(A portion of a data file)
• • • • • • •
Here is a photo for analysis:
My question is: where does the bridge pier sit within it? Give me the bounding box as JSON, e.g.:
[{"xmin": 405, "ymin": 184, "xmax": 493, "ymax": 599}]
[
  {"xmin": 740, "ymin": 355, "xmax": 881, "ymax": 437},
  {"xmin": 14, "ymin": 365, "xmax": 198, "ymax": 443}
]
• • • • • • •
TASK BRIEF: Substitute "support column" for "bridge pier" in the records above and reproduce them with everything else left unchanged.

EXPECTED ANSWER:
Here is a photo for analysis:
My question is: where does the support column sit within it? Give me the bounding box as JSON, e.g.:
[{"xmin": 405, "ymin": 184, "xmax": 493, "ymax": 599}]
[
  {"xmin": 740, "ymin": 355, "xmax": 881, "ymax": 437},
  {"xmin": 14, "ymin": 365, "xmax": 198, "ymax": 443}
]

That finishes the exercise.